**Page excerpt:**
Aggregating orders from multiples sales channels is one of the main features in 3rd party software, but what are the benefits of doing this and how can it help your business?

I delve deeply into order aggregation in this article and explain how this can help your business tackle multiple sales channels and still leave you with (some) hair.

I’ve also included a video accompany this article and I would value any feedback you have in relation to the aggregation of orders from multiple sales channels, maybe this is something you take for granted through your current provider or maybe its something you’re pulling your hair out with right now. Let me know in the comments box at the bottom, I’d love to hear from you.

Order Aggregation Video Overview

What is Order Aggregation?

This is a process that collects orders from more than one source and aggregates them into a single location, this could be into your own system or that of a 3rd party.

Simply put, while you maybe able to manage one, even two sales channels and even possibly three with a low velocity of sales and/or inventory, the moment you try to scale the business or add any increase in sales or inventory you’re going to run into a brick wall.

Order aggregation at any level of complexity can help you and your business deal with sales orders from one or more sales channels in a structured manner.

Winding Back to the Order Life Cycle

Let’s consider the typical life cycle of an order before we dig any deeper into this subject. We make one or more products available on one or more sales channels for customers to buy, this could be eBay, Amazon, your website(s) and maybe even a trade counter or retail store or may be many stores.

A customer commits to purchase one or more items and an order is formed. We may take payment straight away (cash over the counter or electronically) or the payment could be delayed (think eBay here) and some common details are taken and we then need to process the order.

For orders taken over the counter in a store or trade counter are orders that require little packaging in most instances, however for orders that need to be fulfilled by a delivery process you will likely need to create any documentation to pick & pack the line items and then possibly bespoke courier labels to prepare the order for despatch.

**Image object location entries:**
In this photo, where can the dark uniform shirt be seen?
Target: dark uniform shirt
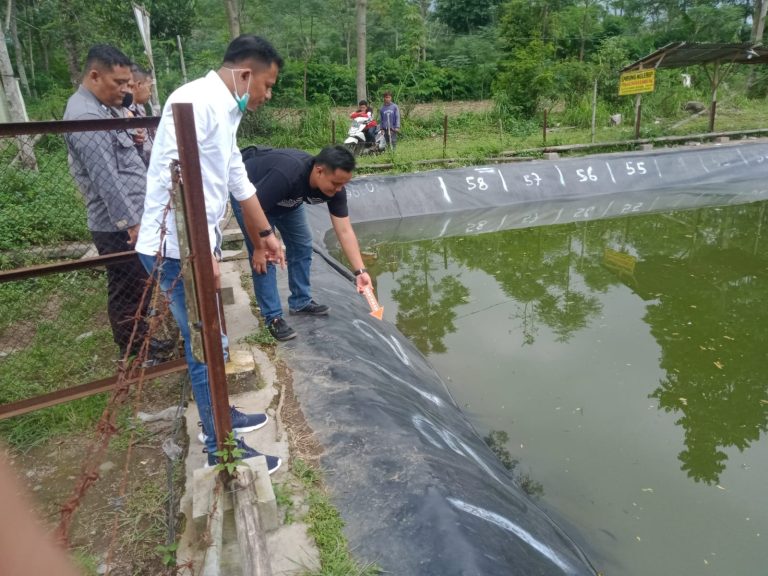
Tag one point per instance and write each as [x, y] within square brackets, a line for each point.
[106, 166]
[281, 177]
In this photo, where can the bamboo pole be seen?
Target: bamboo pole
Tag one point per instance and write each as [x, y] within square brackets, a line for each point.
[254, 555]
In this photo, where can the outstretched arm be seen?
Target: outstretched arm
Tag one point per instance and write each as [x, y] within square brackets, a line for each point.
[346, 235]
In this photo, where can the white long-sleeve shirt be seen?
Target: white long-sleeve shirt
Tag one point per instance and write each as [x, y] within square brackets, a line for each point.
[217, 118]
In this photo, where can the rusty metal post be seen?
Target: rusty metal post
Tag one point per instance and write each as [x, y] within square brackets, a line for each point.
[445, 133]
[200, 255]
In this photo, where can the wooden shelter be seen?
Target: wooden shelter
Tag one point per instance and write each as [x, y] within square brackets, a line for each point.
[716, 59]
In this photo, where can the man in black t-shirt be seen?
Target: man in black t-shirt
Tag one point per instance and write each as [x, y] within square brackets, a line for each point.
[285, 180]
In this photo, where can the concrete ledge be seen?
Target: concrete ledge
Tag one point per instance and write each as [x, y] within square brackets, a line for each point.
[204, 481]
[240, 362]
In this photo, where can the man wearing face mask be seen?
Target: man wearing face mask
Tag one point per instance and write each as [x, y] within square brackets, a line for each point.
[243, 82]
[112, 178]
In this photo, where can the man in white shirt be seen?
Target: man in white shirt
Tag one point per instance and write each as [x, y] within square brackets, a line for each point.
[243, 82]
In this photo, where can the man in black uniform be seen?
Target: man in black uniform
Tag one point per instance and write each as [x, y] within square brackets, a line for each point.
[285, 180]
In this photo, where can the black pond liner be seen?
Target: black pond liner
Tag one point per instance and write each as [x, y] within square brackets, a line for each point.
[419, 491]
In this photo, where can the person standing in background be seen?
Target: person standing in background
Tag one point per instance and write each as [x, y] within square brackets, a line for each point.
[112, 178]
[141, 87]
[389, 115]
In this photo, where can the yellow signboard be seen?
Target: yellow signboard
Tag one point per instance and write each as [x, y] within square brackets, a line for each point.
[637, 82]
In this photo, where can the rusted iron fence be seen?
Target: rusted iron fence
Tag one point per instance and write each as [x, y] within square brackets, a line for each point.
[56, 339]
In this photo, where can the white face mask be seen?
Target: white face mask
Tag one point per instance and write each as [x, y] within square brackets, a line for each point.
[242, 101]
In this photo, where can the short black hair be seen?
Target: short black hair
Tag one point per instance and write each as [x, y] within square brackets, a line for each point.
[336, 158]
[250, 47]
[105, 56]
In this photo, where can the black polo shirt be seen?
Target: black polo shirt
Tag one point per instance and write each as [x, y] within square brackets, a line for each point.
[281, 177]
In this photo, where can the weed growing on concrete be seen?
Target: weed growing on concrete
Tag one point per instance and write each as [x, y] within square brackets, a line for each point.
[325, 526]
[230, 457]
[284, 498]
[262, 337]
[167, 553]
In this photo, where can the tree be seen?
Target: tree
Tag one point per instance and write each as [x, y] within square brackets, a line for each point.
[362, 37]
[233, 18]
[465, 16]
[17, 48]
[15, 104]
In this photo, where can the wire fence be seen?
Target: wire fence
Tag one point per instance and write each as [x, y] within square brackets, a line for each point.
[71, 290]
[79, 315]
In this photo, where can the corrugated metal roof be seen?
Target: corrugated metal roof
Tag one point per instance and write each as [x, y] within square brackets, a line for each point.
[678, 54]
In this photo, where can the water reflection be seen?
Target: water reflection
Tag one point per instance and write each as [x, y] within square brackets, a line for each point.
[701, 273]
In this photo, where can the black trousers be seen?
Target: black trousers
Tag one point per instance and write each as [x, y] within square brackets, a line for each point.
[125, 286]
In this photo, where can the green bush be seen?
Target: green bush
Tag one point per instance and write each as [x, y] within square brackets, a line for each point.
[40, 208]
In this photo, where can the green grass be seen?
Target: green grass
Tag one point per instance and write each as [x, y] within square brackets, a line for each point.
[325, 526]
[56, 336]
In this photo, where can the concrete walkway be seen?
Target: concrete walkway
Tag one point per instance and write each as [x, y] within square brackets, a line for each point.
[253, 388]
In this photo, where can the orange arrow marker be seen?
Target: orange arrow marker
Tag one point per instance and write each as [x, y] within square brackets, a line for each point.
[376, 310]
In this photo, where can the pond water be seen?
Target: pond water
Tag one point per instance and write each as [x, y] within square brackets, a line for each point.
[625, 360]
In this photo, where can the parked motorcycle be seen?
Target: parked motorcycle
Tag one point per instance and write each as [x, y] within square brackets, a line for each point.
[357, 142]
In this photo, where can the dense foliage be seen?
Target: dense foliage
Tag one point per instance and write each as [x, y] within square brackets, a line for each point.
[527, 54]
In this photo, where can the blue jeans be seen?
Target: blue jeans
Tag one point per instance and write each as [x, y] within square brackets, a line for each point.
[297, 238]
[167, 273]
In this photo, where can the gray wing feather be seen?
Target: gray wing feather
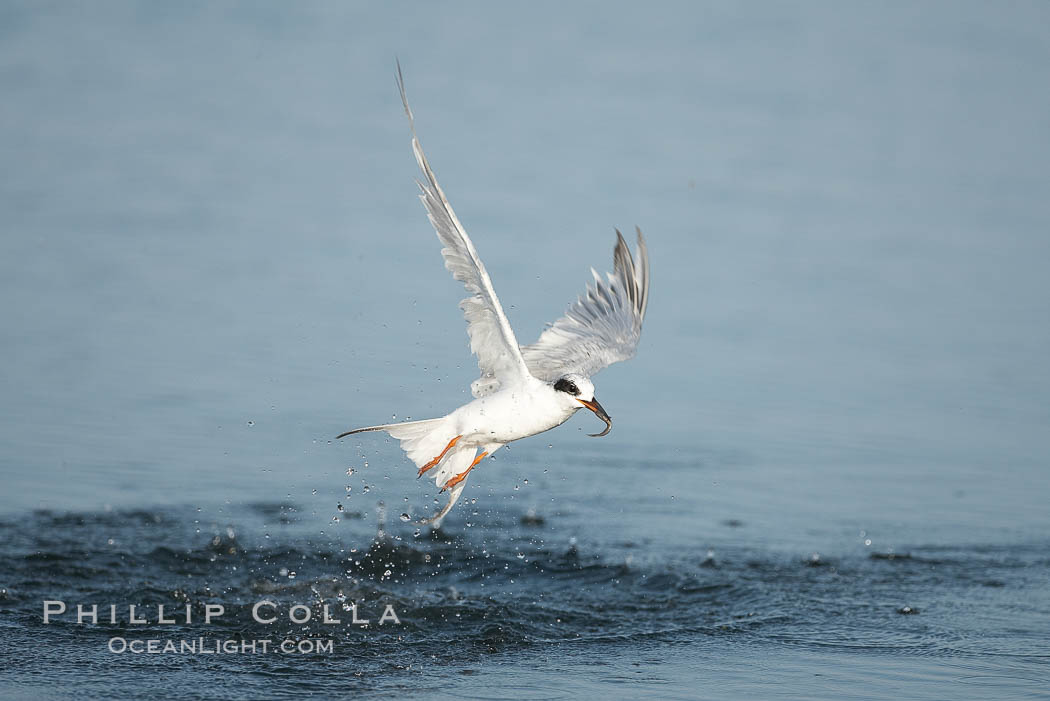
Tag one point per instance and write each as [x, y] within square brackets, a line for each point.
[602, 326]
[491, 338]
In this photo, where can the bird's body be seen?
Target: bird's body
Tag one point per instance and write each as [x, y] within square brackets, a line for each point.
[523, 390]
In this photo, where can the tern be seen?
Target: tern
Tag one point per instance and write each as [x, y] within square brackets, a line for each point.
[523, 390]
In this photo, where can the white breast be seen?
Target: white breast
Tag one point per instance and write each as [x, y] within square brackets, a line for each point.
[511, 413]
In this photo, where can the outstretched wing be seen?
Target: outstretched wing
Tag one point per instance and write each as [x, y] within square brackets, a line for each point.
[491, 338]
[601, 327]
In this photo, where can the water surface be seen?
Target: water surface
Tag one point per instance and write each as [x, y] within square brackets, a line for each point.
[827, 476]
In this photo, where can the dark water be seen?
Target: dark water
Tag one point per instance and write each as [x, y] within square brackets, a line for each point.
[828, 472]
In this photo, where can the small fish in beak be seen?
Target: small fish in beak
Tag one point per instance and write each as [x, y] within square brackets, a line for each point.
[601, 413]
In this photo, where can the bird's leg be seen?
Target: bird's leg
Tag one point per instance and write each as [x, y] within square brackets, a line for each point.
[462, 475]
[438, 459]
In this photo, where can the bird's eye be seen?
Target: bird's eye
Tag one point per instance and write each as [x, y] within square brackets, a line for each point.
[567, 386]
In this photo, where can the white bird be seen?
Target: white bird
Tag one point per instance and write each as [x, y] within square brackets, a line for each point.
[522, 390]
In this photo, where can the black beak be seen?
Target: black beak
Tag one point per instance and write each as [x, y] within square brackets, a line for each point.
[601, 413]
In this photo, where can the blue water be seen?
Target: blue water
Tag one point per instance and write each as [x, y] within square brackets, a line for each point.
[827, 475]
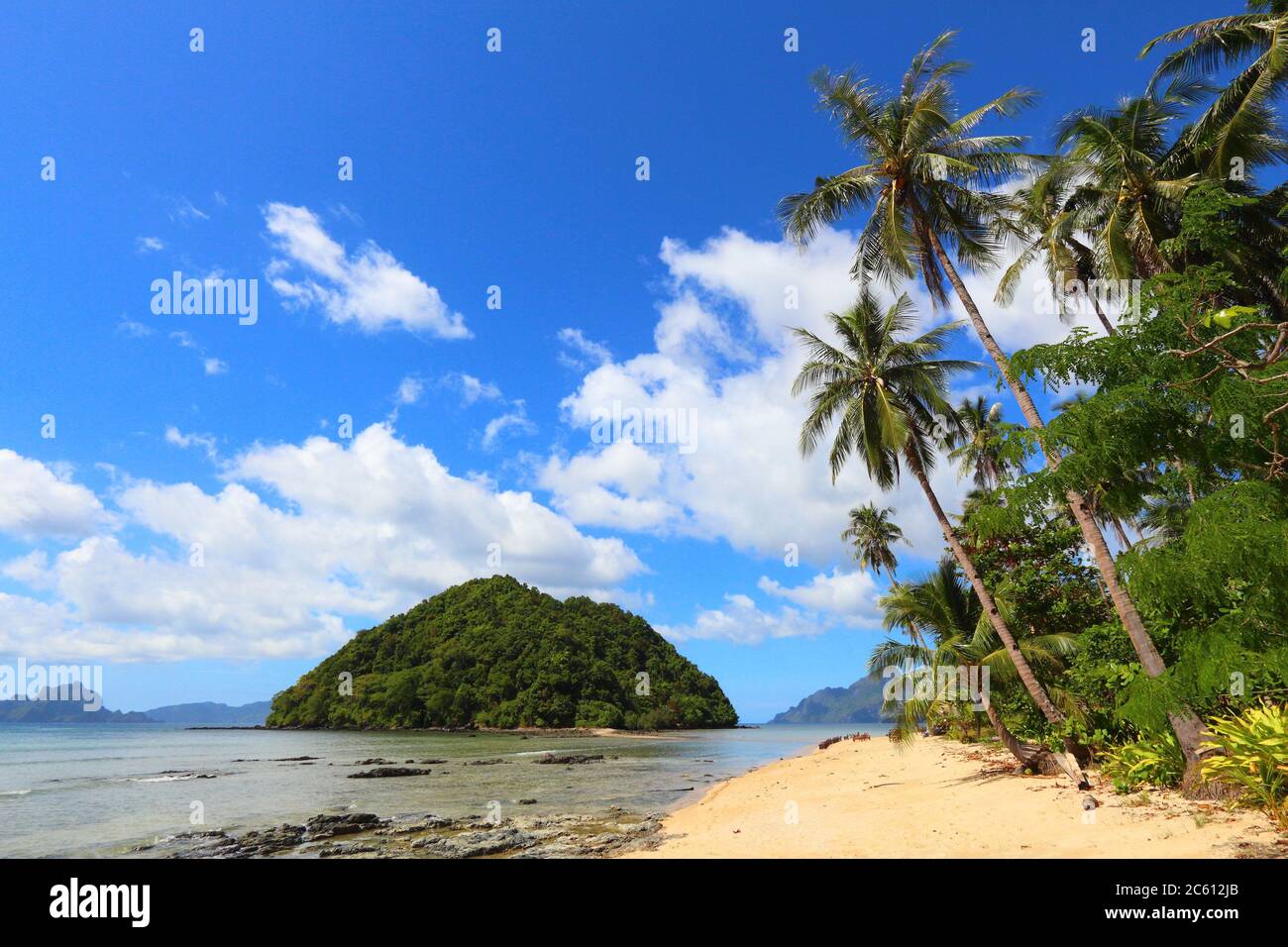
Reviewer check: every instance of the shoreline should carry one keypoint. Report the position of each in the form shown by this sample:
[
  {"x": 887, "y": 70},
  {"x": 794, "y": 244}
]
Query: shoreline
[{"x": 939, "y": 799}]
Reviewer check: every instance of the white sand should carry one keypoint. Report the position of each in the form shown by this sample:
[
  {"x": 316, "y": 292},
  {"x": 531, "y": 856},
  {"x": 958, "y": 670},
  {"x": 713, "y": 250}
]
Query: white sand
[{"x": 945, "y": 799}]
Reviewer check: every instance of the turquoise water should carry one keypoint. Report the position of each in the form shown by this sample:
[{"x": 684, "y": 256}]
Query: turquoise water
[{"x": 67, "y": 789}]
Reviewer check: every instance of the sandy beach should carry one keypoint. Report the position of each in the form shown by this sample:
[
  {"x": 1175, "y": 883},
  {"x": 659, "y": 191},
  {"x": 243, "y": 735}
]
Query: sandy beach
[{"x": 949, "y": 800}]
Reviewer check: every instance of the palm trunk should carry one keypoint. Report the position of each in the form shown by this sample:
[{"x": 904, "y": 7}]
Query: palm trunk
[
  {"x": 1100, "y": 315},
  {"x": 1189, "y": 729},
  {"x": 1122, "y": 534},
  {"x": 1021, "y": 667}
]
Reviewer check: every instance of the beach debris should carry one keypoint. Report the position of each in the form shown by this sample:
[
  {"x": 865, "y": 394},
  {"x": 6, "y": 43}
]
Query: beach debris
[
  {"x": 387, "y": 772},
  {"x": 327, "y": 826},
  {"x": 837, "y": 740}
]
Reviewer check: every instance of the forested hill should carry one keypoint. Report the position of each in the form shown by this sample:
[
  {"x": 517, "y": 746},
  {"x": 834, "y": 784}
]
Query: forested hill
[
  {"x": 859, "y": 702},
  {"x": 493, "y": 652}
]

**Written instruction:** Carry on the order aggregation article from its last sentence. The records have nothing to do with this.

**The response:**
Once the order has been despatched, then typically with most online order sources, we need to update the channel source with common details, such marking the order as despatched and some other luxury data, such as the method, time of despatch and tracking details. We may also desire to email the customer to let them know that their order has been processed and despatched.

In the background, for the line items on the order, we need to keep track of their quantities, which is super important when dealing with multiple sales channels, so we can notify the other sales channels of stock updates or maybe to identify that the stock level for one or more products has fallen below a set level and a re-ordering process needs to be triggered.

Typically when you first started your business with one of the online channels, keeping just one channel up to date is relatively straight forwards for low volumes of orders, however as soon as we mix in multiple sales channels, a high velocity of orders and/or large inventory base, keeping everything in-tow can be an impossible task to complete manually.

Locating software that can solve all or part of this process can be hugely beneficial to the efficiency of the business, resulting in costs savings and sanity of the staff & business owners. Its these benefits that I delve into for the rest of the article.

Benefits of Order Aggregation

Even if we just had two eBay accounts, logging out of one account and then into the other is cumbersome and time consuming, as we’re duplicating the effort placed to process orders. Its amplified when we have many order sources, in some cases to the point it would be almost impossible to do so.

Single Interface to All Orders

If we imagine that you have several order sources, these could be two eBay accounts, Amazon Seller Central or Marketplace, two websites and the desire to take manual orders in a retail or trade store aggregating the orders together for unified processing can by hugely beneficial and even if you have just one sales channel.

However if we mix in the other features of the software providers offer, making use of a single orders screen can be an added feature to gain efficiency.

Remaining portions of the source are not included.